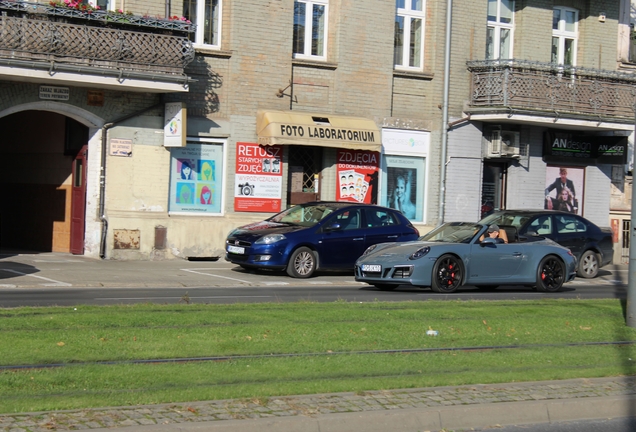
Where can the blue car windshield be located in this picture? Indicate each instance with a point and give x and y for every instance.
(454, 232)
(303, 215)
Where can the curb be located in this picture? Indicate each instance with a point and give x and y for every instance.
(422, 419)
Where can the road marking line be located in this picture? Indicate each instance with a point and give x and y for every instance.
(55, 283)
(222, 277)
(172, 297)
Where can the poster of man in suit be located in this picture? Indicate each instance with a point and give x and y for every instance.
(564, 189)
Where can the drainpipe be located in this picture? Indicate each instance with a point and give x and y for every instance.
(442, 187)
(102, 172)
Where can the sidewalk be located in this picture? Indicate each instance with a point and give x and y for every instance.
(428, 409)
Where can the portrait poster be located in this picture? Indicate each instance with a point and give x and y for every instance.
(357, 173)
(258, 185)
(403, 185)
(564, 188)
(196, 174)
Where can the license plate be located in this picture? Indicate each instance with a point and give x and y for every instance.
(235, 249)
(371, 268)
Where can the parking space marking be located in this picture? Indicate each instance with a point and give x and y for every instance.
(222, 277)
(55, 283)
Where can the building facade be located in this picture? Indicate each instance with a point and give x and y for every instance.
(188, 119)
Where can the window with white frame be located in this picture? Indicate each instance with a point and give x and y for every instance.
(500, 28)
(206, 15)
(310, 29)
(564, 36)
(409, 34)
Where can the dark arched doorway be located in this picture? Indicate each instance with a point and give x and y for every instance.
(38, 154)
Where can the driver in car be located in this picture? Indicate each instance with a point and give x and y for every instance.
(496, 233)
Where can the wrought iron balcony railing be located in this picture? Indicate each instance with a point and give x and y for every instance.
(58, 9)
(547, 89)
(53, 45)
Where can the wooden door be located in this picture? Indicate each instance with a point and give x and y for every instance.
(78, 202)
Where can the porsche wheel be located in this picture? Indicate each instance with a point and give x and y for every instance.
(448, 273)
(588, 265)
(385, 287)
(302, 263)
(550, 274)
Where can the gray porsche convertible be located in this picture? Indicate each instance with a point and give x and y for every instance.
(456, 254)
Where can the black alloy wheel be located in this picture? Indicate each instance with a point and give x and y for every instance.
(302, 263)
(448, 273)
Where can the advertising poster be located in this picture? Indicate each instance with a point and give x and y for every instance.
(403, 185)
(196, 178)
(259, 178)
(357, 176)
(564, 189)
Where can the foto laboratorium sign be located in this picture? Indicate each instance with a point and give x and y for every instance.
(54, 93)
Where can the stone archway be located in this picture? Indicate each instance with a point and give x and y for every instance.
(36, 168)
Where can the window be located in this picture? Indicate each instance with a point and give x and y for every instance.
(206, 15)
(564, 36)
(196, 177)
(409, 34)
(310, 29)
(500, 29)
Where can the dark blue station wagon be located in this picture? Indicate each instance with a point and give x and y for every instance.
(316, 236)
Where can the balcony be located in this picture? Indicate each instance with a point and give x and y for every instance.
(42, 43)
(550, 93)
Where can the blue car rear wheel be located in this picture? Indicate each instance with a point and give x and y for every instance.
(302, 263)
(448, 273)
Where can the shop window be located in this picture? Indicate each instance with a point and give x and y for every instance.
(196, 177)
(305, 165)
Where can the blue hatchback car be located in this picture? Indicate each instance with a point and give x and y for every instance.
(316, 236)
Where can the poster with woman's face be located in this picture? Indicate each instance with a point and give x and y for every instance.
(403, 185)
(564, 189)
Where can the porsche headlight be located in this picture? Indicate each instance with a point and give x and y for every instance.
(369, 250)
(270, 239)
(420, 253)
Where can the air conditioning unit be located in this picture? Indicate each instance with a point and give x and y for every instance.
(504, 144)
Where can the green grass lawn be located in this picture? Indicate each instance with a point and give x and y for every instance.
(66, 358)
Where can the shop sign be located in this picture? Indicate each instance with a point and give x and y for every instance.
(358, 176)
(258, 185)
(54, 93)
(196, 179)
(406, 142)
(587, 149)
(120, 147)
(174, 124)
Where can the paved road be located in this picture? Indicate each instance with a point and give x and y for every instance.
(63, 279)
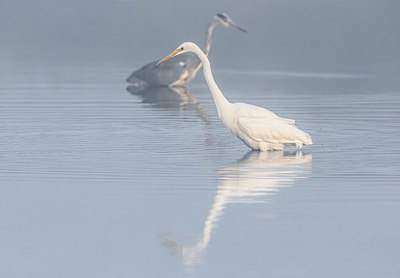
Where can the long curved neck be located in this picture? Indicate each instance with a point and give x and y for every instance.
(210, 29)
(220, 101)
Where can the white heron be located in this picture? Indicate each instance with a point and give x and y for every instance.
(181, 70)
(259, 128)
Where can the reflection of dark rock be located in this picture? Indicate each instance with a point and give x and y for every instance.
(249, 180)
(166, 97)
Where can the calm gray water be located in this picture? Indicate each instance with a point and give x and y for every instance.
(100, 181)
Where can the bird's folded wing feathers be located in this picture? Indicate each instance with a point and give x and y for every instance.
(272, 130)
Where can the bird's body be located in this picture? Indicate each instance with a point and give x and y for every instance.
(180, 70)
(259, 128)
(175, 72)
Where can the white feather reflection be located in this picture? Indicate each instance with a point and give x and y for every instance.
(249, 180)
(180, 98)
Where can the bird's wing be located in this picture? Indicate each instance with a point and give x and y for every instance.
(273, 130)
(252, 111)
(164, 74)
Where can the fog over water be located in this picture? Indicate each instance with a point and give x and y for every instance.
(286, 34)
(98, 179)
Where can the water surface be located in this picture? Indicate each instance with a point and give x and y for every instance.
(101, 181)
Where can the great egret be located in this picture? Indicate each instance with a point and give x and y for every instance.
(257, 127)
(181, 70)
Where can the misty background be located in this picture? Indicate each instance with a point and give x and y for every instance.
(307, 35)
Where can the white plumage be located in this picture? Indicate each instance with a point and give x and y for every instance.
(257, 127)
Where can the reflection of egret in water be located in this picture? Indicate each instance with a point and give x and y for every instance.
(180, 98)
(256, 175)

- Exercise goal: Copy the data character for character, but drop all pictures from the copy.

- Solution:
Where can the blue car windshield be located in this picture? Indicate each instance with a point and give x and y for every instance.
(454, 232)
(303, 215)
Where can the curb be located in this picture? Indicate each instance with a point and give x and y for every instance.
(422, 419)
Where can the road marking line be located in this picture? Indicate each instance with a point and give x and y for every instance.
(55, 283)
(222, 277)
(172, 297)
Where can the poster of man in suit be located in this picture? Indicate each instance with a point and give x and y for every instance.
(564, 189)
Where can the drainpipe be located in this picture? Indicate each instance with a point and give x and y for every instance.
(442, 187)
(102, 172)
Where can the sidewalk be located in this picture? Indicate each instance with a point and give x and y for every instance.
(428, 409)
Where can the portrait poster be located in this picture? Indicate each instance with a point and give x and y for every instance.
(357, 173)
(258, 185)
(403, 185)
(564, 188)
(196, 174)
Where can the license plate be located in this picture? Indicate each instance with a point and give x and y for every instance.
(235, 249)
(371, 268)
Where can the parking space marking be located in this picture? Indicate each instance with a point and give x and y for every instance.
(222, 277)
(55, 283)
Where can the building facade be located in this picture? Indicate each instance with a point and give x and y for every instance.
(188, 119)
Where can the window with white frame be located in this picture? Indicate each instance with a point and give x and y for every instance.
(500, 28)
(206, 15)
(310, 29)
(564, 36)
(409, 34)
Where can the dark arched doorway be located in this picture? Indicate each instance with a point and give x and y for every instance.
(38, 154)
Where can the driver in car be located in this picture? Indicate each instance with a point and give x and y for every instance.
(496, 233)
Where can the wrought iron balcony railing be located in this picture? Indicate each instance with a point and give x and y for every instance.
(58, 9)
(547, 89)
(53, 45)
Where can the wooden door be located in this picture? Indicate each instance with a point and give x and y for every instance.
(78, 202)
Where can the porsche wheel be located in this picture? Indicate each instance with a point and give x and y for every instance.
(448, 273)
(588, 265)
(385, 287)
(302, 263)
(550, 274)
Where can the gray porsche convertible be located in this picture? Indicate each instance with a point and give x and y for every instance.
(456, 254)
Where can the black alloy wheel be located in this picture? Indicate each instance with a point and give x and y for every instance.
(302, 263)
(448, 273)
Where can the advertising poster be located in this picture? Indicate each instance with a point and give x and y for every instance.
(403, 185)
(196, 178)
(259, 178)
(357, 176)
(564, 189)
Where can the foto laboratorium sign be located in this picture? Indicate each instance with a point and give x and y for every instance.
(54, 93)
Where can the stone archway be located in this picture? Indicate each instance with a point and give x and y for every instance.
(36, 168)
Where can the window be located in this picture? Indicate each instance with a point and give x and y for every instance.
(206, 15)
(564, 36)
(196, 177)
(409, 34)
(310, 29)
(500, 29)
Where can the dark blue station wagon be located in this picture? Indicate each instance with a point and give x and y for every instance.
(316, 236)
Where can the balcony be located in this picture? Indicate each instance with a point and give x and y for every instance.
(42, 43)
(550, 93)
Where can the blue car rear wheel be located in this picture? Indicate each instance with a point and give x and y for every instance.
(302, 263)
(448, 273)
Where can the shop window be located in this picture? Indicate each instance with a point and give x and y for every instance.
(196, 177)
(305, 165)
Where can the blue hatchback car be located in this picture? Indicate each instance with a point and give x and y for every instance.
(316, 236)
Where can the poster with woman's face be located in this picture? Indicate each instance with a point and give x and y for every instance.
(403, 185)
(564, 189)
Where can the porsche headlight be located in this picture? Indicate each instance with a point and give x and y for every instance.
(369, 250)
(270, 239)
(420, 253)
Where can the air conditioning unit be located in this picture? Indicate each instance with a point and give x and y for every instance.
(504, 144)
Where can the green grass lawn be located in this picture? Indicate each instance with a point and give x and y for every instance.
(66, 358)
Where can the shop sign be located in this picture? Indicate each instance with a point and give x and y for every instance.
(358, 176)
(258, 185)
(54, 93)
(196, 179)
(406, 142)
(587, 149)
(120, 147)
(174, 124)
Where can the paved road be located in this picture? Indicate each instance with a point and give x and y for every instance.
(63, 279)
Where can the long curved neck be located in this picture? Indicate each instance with a point and give x and y for every instance.
(210, 29)
(220, 101)
Where can the white heron be located in this picture? Indicate each instance with a point and give x and y for every instance.
(181, 70)
(259, 128)
Where can the reflection of dark rock be located in this picture? Indicate each instance with a point and give x and y for every instance.
(249, 180)
(166, 97)
Where can the calm gray water be located in this picture? Indicate each instance with a point and give x and y for every instance.
(100, 181)
Where can the bird's folded wing feathers be located in this picture? Indicate each instance with a point and give x and y for every instance.
(272, 130)
Where can the bird's body be located in this picture? Indicate each instance with a point and give x and y for every instance.
(180, 70)
(259, 128)
(175, 72)
Where can the white feather reflection be located in this picture? Indicate each instance with a point and give x and y for every instance.
(249, 180)
(180, 98)
Where can the bird's wing be located in this picture? Indicate each instance with a point and give x and y for every instance.
(273, 130)
(252, 111)
(164, 74)
Where can the fog over water be located in this picture? Indicate each instance with a point and give x and y for every instance.
(286, 34)
(98, 179)
Where can the water surface be located in this picture? Indicate each instance with a point and give x and y for every instance.
(101, 181)
Where can the great egret be located in this picture? Indicate each instance with a point and give x and y for every instance.
(257, 127)
(181, 70)
Where can the misty background be located in this picture? Indicate each instance with a point and give x and y for every instance.
(307, 35)
Where can the white plumage be located in this picture? Indicate each instance with a point and give x and y for every instance.
(257, 127)
Where can the reflection of egret in water be located in this picture? Indicate each instance with a point and give x and y for every instance.
(180, 98)
(256, 175)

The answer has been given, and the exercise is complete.